'''

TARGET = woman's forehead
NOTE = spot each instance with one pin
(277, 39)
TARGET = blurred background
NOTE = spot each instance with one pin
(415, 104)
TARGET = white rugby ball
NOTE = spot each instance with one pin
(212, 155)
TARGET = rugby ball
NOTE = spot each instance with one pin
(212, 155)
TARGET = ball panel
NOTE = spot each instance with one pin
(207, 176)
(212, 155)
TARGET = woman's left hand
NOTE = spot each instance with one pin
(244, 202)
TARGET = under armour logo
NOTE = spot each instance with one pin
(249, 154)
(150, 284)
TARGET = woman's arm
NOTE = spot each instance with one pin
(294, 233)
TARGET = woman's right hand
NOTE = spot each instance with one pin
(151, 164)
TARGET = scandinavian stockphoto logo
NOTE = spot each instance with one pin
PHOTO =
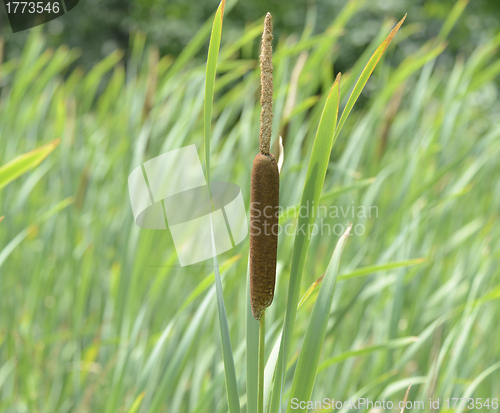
(27, 14)
(171, 191)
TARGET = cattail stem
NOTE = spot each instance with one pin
(262, 340)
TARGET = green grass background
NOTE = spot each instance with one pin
(97, 316)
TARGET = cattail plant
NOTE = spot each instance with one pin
(264, 206)
(264, 196)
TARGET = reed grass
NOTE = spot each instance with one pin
(96, 316)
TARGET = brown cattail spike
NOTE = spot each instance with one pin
(266, 83)
(264, 196)
(263, 232)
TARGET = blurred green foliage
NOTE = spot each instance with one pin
(99, 27)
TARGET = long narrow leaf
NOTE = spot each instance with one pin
(227, 352)
(22, 164)
(315, 177)
(307, 364)
(365, 75)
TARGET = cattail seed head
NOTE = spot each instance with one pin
(263, 232)
(264, 195)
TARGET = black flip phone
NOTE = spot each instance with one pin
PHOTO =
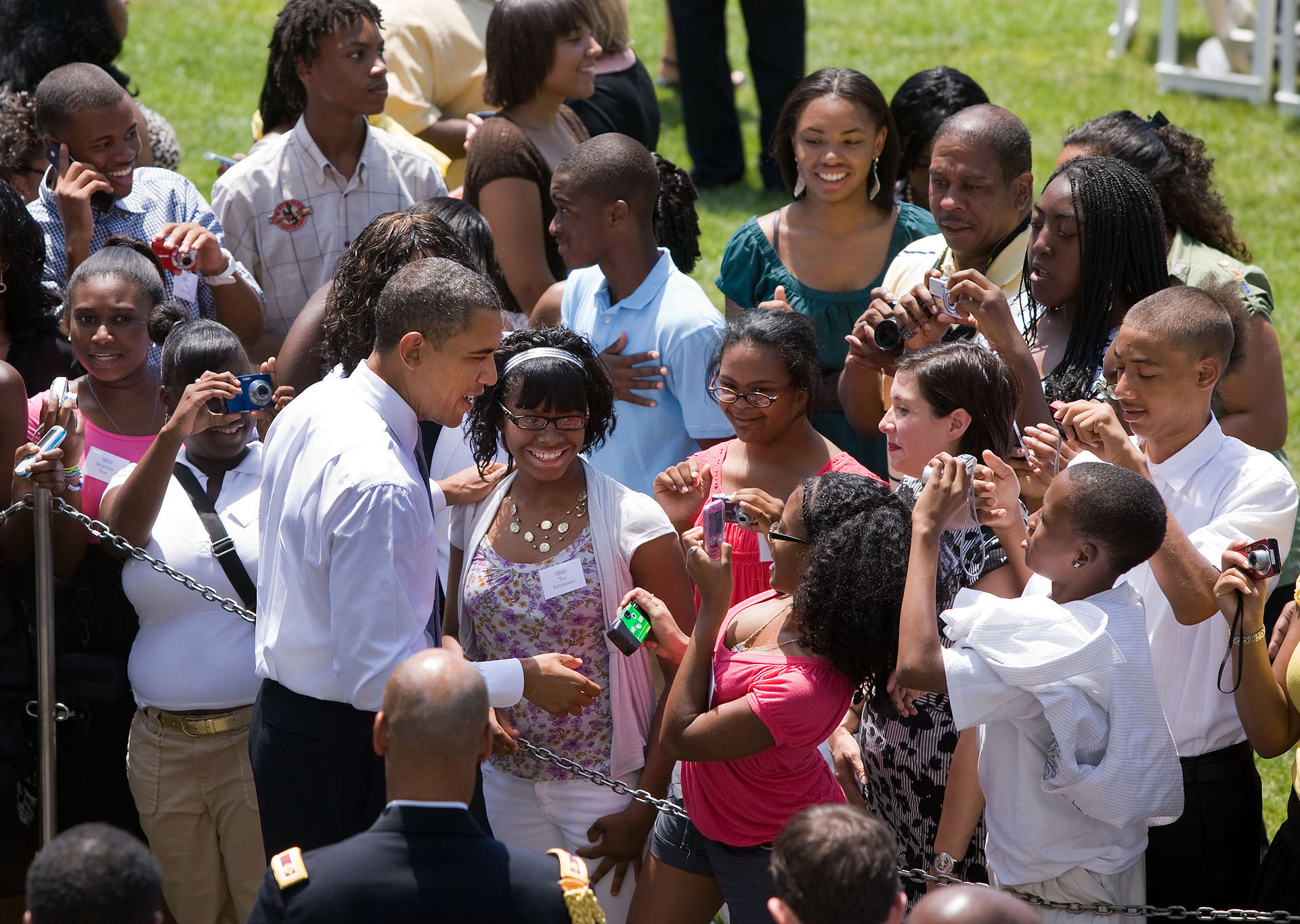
(98, 200)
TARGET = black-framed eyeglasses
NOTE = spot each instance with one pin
(534, 421)
(773, 535)
(724, 395)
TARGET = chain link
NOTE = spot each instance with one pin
(103, 533)
(924, 877)
(915, 876)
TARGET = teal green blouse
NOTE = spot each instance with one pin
(752, 271)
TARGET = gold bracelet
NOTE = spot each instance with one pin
(1251, 638)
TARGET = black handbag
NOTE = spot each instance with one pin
(223, 546)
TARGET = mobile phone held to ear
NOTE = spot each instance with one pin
(715, 523)
(98, 200)
(630, 631)
(49, 441)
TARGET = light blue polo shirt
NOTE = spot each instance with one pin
(671, 313)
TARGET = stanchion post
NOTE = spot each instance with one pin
(46, 703)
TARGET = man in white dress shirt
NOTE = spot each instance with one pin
(1170, 353)
(347, 584)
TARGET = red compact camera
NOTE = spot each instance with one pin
(172, 259)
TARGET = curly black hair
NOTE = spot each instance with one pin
(544, 385)
(789, 336)
(676, 224)
(20, 141)
(28, 306)
(1174, 160)
(297, 35)
(41, 35)
(848, 600)
(385, 246)
(1121, 250)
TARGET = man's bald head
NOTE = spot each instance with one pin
(996, 129)
(435, 709)
(972, 905)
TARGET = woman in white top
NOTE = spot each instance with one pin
(544, 565)
(192, 664)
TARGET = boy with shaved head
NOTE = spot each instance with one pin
(424, 858)
(1161, 371)
(627, 296)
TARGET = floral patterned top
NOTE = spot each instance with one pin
(514, 619)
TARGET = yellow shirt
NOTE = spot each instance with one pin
(435, 52)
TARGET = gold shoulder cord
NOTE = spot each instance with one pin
(576, 887)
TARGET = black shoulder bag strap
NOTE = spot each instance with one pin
(223, 546)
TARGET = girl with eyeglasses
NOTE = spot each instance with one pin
(544, 566)
(766, 380)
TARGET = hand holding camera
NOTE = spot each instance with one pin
(189, 246)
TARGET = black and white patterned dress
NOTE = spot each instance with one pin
(907, 761)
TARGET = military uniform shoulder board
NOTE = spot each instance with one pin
(576, 887)
(288, 867)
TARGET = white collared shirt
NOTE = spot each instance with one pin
(289, 215)
(1219, 490)
(349, 548)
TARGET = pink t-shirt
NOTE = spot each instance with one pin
(801, 701)
(749, 572)
(106, 455)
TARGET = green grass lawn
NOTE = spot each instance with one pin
(202, 66)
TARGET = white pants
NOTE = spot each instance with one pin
(540, 815)
(1089, 888)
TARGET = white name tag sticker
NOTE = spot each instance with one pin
(562, 579)
(103, 466)
(186, 288)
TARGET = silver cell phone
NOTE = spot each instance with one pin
(49, 441)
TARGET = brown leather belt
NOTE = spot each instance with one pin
(199, 726)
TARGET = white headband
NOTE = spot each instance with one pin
(538, 353)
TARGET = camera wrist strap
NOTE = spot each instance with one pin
(223, 546)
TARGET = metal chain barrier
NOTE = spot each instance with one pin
(915, 876)
(104, 535)
(924, 877)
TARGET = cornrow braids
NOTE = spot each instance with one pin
(676, 224)
(1121, 250)
(297, 38)
(1174, 162)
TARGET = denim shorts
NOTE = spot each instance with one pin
(743, 874)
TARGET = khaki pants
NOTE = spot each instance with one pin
(1089, 888)
(199, 811)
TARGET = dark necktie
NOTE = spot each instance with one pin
(422, 464)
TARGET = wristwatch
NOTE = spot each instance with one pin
(225, 276)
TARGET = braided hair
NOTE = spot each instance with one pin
(849, 596)
(1174, 162)
(1121, 250)
(295, 39)
(676, 224)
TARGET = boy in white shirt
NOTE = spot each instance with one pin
(1075, 757)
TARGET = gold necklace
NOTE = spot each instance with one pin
(518, 524)
(745, 645)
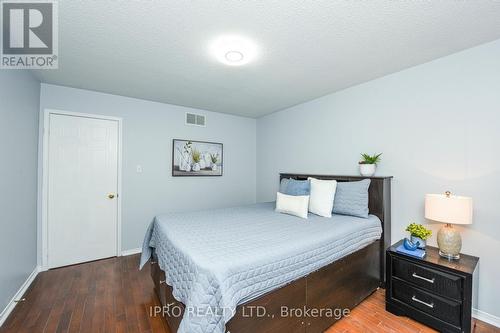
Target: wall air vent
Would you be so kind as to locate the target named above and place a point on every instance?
(195, 119)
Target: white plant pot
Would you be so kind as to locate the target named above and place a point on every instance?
(367, 170)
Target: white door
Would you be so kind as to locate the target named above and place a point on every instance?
(82, 205)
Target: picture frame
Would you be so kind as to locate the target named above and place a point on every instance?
(192, 158)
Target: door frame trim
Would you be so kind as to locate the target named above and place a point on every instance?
(44, 173)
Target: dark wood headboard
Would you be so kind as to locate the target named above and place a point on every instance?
(379, 204)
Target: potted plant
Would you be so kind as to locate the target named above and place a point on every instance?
(196, 156)
(214, 158)
(368, 164)
(419, 234)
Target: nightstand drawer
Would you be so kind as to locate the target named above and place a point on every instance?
(432, 280)
(444, 309)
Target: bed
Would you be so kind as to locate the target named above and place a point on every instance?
(238, 269)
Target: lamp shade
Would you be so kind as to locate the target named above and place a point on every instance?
(448, 208)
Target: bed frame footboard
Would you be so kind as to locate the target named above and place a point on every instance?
(330, 292)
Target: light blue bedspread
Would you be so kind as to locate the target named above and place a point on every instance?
(217, 259)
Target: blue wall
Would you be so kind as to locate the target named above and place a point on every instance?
(19, 105)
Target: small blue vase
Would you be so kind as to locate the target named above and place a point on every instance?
(409, 245)
(419, 241)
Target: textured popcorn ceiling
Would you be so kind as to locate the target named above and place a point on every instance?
(158, 50)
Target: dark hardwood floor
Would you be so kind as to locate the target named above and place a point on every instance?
(112, 295)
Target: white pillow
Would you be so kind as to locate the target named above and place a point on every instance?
(292, 204)
(321, 196)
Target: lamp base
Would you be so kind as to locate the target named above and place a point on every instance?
(449, 242)
(449, 256)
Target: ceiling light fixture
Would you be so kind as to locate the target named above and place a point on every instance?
(233, 50)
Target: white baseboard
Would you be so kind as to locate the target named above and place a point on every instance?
(19, 294)
(486, 317)
(131, 251)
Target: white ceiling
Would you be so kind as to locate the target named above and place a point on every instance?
(158, 50)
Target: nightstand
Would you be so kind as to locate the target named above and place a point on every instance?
(433, 290)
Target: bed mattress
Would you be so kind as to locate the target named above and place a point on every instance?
(217, 259)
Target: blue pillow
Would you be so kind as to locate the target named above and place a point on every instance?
(297, 187)
(283, 185)
(351, 198)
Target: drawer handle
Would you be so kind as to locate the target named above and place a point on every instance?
(415, 275)
(415, 299)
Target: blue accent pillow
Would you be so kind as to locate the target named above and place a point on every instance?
(296, 187)
(283, 185)
(351, 198)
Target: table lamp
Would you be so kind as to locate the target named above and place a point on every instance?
(449, 209)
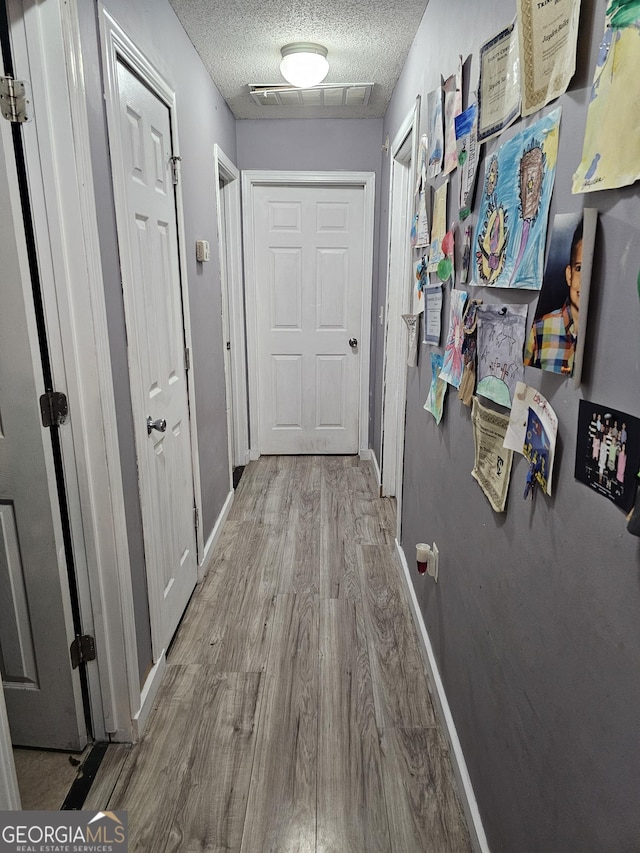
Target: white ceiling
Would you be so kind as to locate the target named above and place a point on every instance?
(239, 42)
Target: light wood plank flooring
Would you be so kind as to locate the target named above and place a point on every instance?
(294, 714)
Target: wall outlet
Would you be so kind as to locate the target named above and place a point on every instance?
(433, 563)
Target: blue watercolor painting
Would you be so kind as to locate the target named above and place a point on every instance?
(511, 232)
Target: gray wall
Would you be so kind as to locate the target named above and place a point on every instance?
(203, 119)
(534, 620)
(319, 145)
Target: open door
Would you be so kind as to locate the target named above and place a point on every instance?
(43, 692)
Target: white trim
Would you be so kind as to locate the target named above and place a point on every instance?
(74, 303)
(398, 302)
(9, 792)
(203, 568)
(230, 248)
(366, 180)
(458, 763)
(376, 468)
(116, 44)
(98, 453)
(148, 695)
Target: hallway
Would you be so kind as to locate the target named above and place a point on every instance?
(294, 713)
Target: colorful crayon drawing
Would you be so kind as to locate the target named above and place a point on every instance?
(501, 331)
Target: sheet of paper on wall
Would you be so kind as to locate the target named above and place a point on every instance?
(432, 315)
(452, 89)
(438, 226)
(511, 231)
(453, 363)
(557, 335)
(412, 322)
(420, 223)
(468, 154)
(446, 267)
(524, 400)
(548, 39)
(499, 83)
(501, 331)
(437, 389)
(611, 148)
(421, 278)
(492, 462)
(608, 452)
(435, 134)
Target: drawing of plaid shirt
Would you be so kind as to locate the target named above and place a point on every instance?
(552, 342)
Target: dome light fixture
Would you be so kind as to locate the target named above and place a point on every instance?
(304, 64)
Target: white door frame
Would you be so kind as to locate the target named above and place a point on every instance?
(117, 45)
(65, 222)
(227, 181)
(253, 179)
(9, 792)
(401, 185)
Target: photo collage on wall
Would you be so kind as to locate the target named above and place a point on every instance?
(608, 452)
(507, 242)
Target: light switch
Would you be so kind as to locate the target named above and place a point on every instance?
(202, 250)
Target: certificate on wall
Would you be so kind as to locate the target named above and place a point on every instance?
(499, 84)
(548, 35)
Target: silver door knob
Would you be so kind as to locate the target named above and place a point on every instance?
(160, 425)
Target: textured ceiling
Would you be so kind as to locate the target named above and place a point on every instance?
(239, 42)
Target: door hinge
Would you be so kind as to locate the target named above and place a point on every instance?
(83, 649)
(54, 408)
(174, 168)
(15, 102)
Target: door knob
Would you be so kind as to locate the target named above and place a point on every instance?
(160, 425)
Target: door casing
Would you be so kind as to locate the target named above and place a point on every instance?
(227, 180)
(116, 47)
(251, 180)
(398, 302)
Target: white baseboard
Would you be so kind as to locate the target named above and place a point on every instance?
(213, 538)
(459, 765)
(147, 696)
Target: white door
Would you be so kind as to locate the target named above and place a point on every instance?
(42, 692)
(155, 331)
(309, 279)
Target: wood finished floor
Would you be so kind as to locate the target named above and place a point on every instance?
(294, 713)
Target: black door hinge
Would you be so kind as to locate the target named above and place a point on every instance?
(83, 649)
(54, 408)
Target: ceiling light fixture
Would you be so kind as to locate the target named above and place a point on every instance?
(304, 64)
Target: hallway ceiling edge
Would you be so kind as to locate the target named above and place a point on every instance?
(239, 44)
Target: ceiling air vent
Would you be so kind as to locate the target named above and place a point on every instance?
(319, 96)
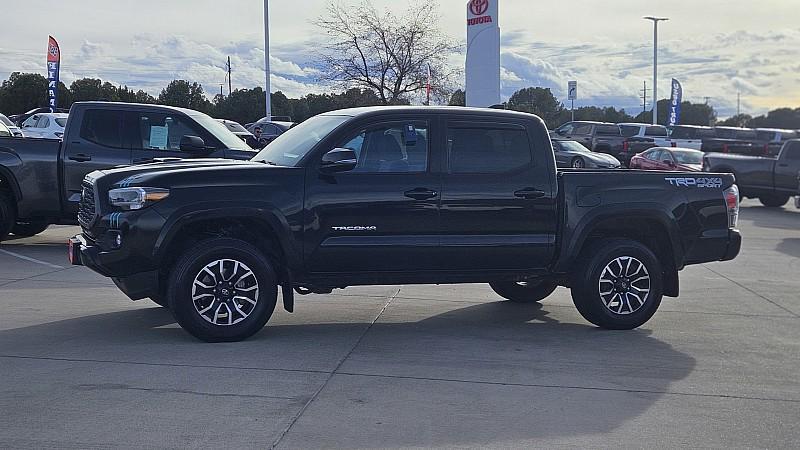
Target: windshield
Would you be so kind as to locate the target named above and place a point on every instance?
(572, 146)
(221, 132)
(290, 147)
(688, 156)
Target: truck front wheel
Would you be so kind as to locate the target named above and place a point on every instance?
(619, 286)
(524, 291)
(222, 290)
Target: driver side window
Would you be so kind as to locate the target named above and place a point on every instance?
(390, 148)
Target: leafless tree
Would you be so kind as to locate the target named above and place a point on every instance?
(387, 53)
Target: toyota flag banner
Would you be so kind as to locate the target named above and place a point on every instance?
(675, 103)
(53, 61)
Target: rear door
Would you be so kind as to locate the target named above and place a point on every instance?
(382, 216)
(498, 208)
(97, 145)
(787, 168)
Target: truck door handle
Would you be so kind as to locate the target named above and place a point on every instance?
(420, 194)
(80, 157)
(529, 193)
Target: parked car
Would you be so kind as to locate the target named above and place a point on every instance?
(237, 129)
(18, 119)
(657, 135)
(40, 180)
(358, 197)
(572, 154)
(773, 139)
(45, 125)
(12, 127)
(772, 180)
(669, 159)
(689, 136)
(598, 137)
(270, 130)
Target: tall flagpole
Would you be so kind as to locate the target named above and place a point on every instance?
(266, 59)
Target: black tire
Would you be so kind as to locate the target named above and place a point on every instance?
(774, 201)
(28, 229)
(587, 287)
(8, 215)
(524, 292)
(187, 311)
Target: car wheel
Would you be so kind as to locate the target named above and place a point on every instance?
(524, 291)
(28, 229)
(620, 285)
(773, 201)
(8, 215)
(222, 290)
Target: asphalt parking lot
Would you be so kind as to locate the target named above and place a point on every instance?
(407, 366)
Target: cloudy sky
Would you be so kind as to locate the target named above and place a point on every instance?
(715, 47)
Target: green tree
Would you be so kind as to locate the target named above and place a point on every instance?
(184, 94)
(459, 98)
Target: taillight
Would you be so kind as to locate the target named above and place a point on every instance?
(732, 204)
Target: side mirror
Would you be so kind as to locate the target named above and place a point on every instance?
(193, 144)
(339, 160)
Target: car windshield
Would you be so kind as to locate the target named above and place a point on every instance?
(688, 156)
(572, 146)
(220, 131)
(289, 148)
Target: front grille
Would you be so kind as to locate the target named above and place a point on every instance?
(86, 209)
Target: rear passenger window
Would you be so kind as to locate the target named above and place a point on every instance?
(487, 150)
(656, 131)
(102, 127)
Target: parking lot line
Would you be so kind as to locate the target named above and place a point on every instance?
(33, 260)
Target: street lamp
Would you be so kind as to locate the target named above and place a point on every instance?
(266, 59)
(655, 64)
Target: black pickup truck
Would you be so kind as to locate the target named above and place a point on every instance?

'''

• _Task brief_
The lines to copy are those above that contain "window".

• _Solution for this problem_
Target: driver side window
Target: rear passenger window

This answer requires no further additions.